* Required work:
**A.** Please translate this sentence from the article on Anton Koltsov into Spanish: "Anton Viktorovich Koltsov (Антон Викторович Кольцов; born 24 June 1973) is a Russian official and former Chairman of the Government of Vologda Oblast (2017–2022)."
**B.** Extend the article on Anton Koltsov beyond its last sentence, keeping the same encyclopedic tone.

* Reading text:
******************************

Mayor of Mariupol (under Russian-occupation)
- Incumbent
- Assumed office 13 June 2025

Chairman of the Government of the Zaporizhzhia Oblast (under Russian-occupation)
- In office 4 October 2022 – 3 May 2024

Head of Government of the Zaporizhzhia Oblast Military–Civilian Administration (under Russian-occupation)
- In office 18 July 2022 – 4 October 2022

Chairman of the Government of the Vologda Oblast
- In office 2017 – 18 July 2022

Personal details
- Born: 24 June 1973 (age 53) Cherepovets, Vologda Oblast, Russian SFSR, Soviet Union (now Russia)
- Alma mater: Cherepovets State University, Yaroslavl State Medical Academy

= Anton Koltsov =

Russian politician, de facto Prime Minister of Zaporizhzhia Oblast

Anton Viktorovich Koltsov (Антон Викторович Кольцов; born 24 June 1973) is a Russian official and former Chairman of the Government of Vologda Oblast (2017–2022). Following his tenure in Vologda, he was appointed to the occupation authority in Russian-occupied Ukraine, serving as Head of the Government of the Zaporizhzhia Oblast Military–Civilian Administration during the Russian invasion of Ukraine. Following Russia's unilateral annexation of Zaporizhzhia Oblast, his title was changed to 'Chairman of the Government of the Oblast' in line with Russian political custom.

******************************

* Dataset entries:
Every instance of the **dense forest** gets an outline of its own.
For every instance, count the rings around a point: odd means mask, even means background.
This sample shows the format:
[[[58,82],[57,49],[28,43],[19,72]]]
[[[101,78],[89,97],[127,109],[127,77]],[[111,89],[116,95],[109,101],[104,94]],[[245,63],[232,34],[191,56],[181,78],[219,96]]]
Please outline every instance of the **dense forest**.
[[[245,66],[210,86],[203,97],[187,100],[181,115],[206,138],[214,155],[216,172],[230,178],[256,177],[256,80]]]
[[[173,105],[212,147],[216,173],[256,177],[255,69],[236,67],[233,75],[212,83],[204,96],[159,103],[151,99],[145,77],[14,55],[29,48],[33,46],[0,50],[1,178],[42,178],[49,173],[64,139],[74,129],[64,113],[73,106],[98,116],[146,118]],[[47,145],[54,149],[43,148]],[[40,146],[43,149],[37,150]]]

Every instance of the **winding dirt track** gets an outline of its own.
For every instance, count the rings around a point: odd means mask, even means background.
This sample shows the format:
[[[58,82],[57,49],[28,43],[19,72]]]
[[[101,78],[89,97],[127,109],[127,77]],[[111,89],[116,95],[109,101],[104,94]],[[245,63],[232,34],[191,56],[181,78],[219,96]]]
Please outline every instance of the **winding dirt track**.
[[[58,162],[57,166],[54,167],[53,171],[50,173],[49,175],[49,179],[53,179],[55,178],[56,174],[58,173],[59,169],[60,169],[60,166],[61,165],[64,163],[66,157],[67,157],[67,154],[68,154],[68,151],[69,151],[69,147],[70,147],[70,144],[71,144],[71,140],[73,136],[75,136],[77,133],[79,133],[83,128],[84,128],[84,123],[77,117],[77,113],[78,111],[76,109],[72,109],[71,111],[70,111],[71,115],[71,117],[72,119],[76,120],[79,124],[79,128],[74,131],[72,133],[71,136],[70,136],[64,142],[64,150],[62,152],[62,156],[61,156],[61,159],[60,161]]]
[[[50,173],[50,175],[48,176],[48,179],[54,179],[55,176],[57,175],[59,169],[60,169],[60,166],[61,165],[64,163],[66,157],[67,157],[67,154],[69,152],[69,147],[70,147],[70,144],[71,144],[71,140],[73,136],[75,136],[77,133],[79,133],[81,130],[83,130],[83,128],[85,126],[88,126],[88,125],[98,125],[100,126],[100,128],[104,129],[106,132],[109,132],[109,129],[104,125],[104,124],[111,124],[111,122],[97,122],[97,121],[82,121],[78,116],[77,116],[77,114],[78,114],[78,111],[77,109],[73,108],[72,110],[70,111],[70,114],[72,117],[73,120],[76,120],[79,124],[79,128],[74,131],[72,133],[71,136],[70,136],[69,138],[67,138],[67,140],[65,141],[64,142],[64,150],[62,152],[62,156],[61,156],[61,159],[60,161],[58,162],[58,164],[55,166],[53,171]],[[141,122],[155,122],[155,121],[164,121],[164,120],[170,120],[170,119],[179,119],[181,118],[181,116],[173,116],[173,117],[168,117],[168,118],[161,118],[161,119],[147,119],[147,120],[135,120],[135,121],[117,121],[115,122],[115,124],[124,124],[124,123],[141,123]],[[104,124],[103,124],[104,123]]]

******************************

* Outputs in order:
**A.** Anton Viktorovich Koltsov (Антон Викторович Кольцов; nacido el 24 de junio de 1973) es un funcionario ruso y expresidente del Gobierno del óblast de Vólogda (2017–2022).

**B.**
On 13 June 2025, by decree of Denis Pushilin, the head of the Russian-occupied Donetsk Oblast, he was appointed acting mayor of Russian-occupied Mariupol.

== Biography ==
Koltsov was born on 24 June 1973 in Cherepovets. In 1996 he graduated from the Yaroslavl State Medical Academy, and in 2003 from Cherepovets State University.

In 2010, he received the qualification "Master of Business Administration" at the RANEPA. Graduated from the Higher School of Public Administration of the RANEPA (“School of Governors”). Previously worked in the steel industry.

In 2015–2016, he was the Director for Health, Safety and Environment at Severstal. In 2016, he was appointed First Deputy Governor of the Vologda Oblast. In 2017–2022, he was the Chairman of the Government of the Vologda Oblast.

On July 18, 2022, during the Russian invasion of Ukraine, it became known that he was appointed head of the government of the Russian occupation Civil-Military Administration of the Zaporizhzhia region.

== International sanctions ==
In September 2022 he was sanctioned by the United States. He was also sanctioned by the European Union in October 2022 for involvement in the referendum for Zaporizhzhia to become part of Russia, which the European Union has stated is illegitimate and undermines the territorial integrity of Ukraine. Similarly, he was economically sanctioned and had his assets frozen by Switzerland in October 2022.